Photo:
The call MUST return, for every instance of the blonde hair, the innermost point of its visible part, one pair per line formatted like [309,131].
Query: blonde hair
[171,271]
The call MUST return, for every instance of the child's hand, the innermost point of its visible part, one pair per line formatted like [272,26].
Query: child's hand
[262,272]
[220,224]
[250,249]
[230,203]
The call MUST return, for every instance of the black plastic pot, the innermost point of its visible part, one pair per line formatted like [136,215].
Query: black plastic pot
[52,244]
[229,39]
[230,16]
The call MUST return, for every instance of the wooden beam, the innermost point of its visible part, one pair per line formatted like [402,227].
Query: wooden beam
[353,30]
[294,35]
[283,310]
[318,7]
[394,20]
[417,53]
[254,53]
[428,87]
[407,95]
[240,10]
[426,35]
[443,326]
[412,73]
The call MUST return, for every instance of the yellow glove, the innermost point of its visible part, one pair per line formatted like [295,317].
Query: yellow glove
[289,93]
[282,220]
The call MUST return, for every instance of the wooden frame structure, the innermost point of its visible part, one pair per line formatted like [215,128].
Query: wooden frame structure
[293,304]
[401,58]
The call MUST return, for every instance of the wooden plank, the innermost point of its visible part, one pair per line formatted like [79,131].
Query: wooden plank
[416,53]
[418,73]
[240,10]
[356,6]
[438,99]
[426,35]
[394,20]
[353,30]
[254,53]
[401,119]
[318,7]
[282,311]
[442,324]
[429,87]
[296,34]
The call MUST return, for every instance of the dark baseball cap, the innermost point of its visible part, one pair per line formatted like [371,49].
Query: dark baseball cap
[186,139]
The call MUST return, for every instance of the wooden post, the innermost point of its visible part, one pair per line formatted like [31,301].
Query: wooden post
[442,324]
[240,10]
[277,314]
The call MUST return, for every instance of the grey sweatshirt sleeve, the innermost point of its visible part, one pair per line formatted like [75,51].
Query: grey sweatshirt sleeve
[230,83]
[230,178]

**Exercise directions**.
Can you rewrite all of the records above as a two-column CSV with the header text,answer, one row per record, where each field is quoted and any line breaks inside it become spaces?

**Written answer**.
text,answer
"Photo: The call MUST return, for every instance of the blonde hair, the innermost point of its visible part, one pair per line formatted like [309,131]. Query: blonde hair","[171,271]"
"The call MUST return, for every instance of the child's hand, the innermost point of its visible part, one pair per line formatted like [272,26]. Query: child's hand","[262,272] [220,224] [250,249] [230,203]"
"The call MUST return, for every instance of the black plastic pot, the innermost point of its visible part, one pair per line formatted like [136,215]. Query: black plastic pot","[52,244] [229,39] [230,16]"
"The call MUST return, for every instance of the wooden beam, the innermost point of its visible part, one pair per line formatted like [402,227]. Query: wooden beam","[353,30] [294,35] [283,310] [318,7] [394,20] [417,53] [254,53] [428,87] [407,95] [240,10] [426,35] [443,326] [412,73]"
"The call MUST return, for every instance of the yellow glove, the innermost point of its visible part, one pair per line formatted like [295,317]. Query: yellow glove","[289,93] [282,220]"
"The call MUST return, for every instance of the wooden frame structure, the innermost point of its visible part, one pair per line formatted like [215,128]. Query: wooden frame structure","[293,304] [401,58]"
"The call MUST return, for every instance of the wooden plank, the innermost point of its visible part, one pair per line formatted like [79,131]. Query: wooden plank","[416,53] [418,73] [240,10] [356,6] [438,99] [426,35] [394,20] [353,30] [254,53] [401,119] [318,7] [282,311] [442,324] [429,87] [296,34]"
"The call MUST return, for every instance of the dark baseball cap, the innermost point of its visible part, one pair per line formatted like [371,49]. Query: dark baseball cap","[186,139]"
"The call MUST return, for every instance of the wooden post, the innermost point of its visible part, one pair per line formatted like [31,301]. Query: wooden post","[442,324] [240,10] [277,314]"
"The call MUST return, for every instance of the grey sweatshirt sleeve, the innermost point of its visible part, one pair per line formatted like [75,51]. Query: grey sweatshirt sleeve","[230,83] [230,178]"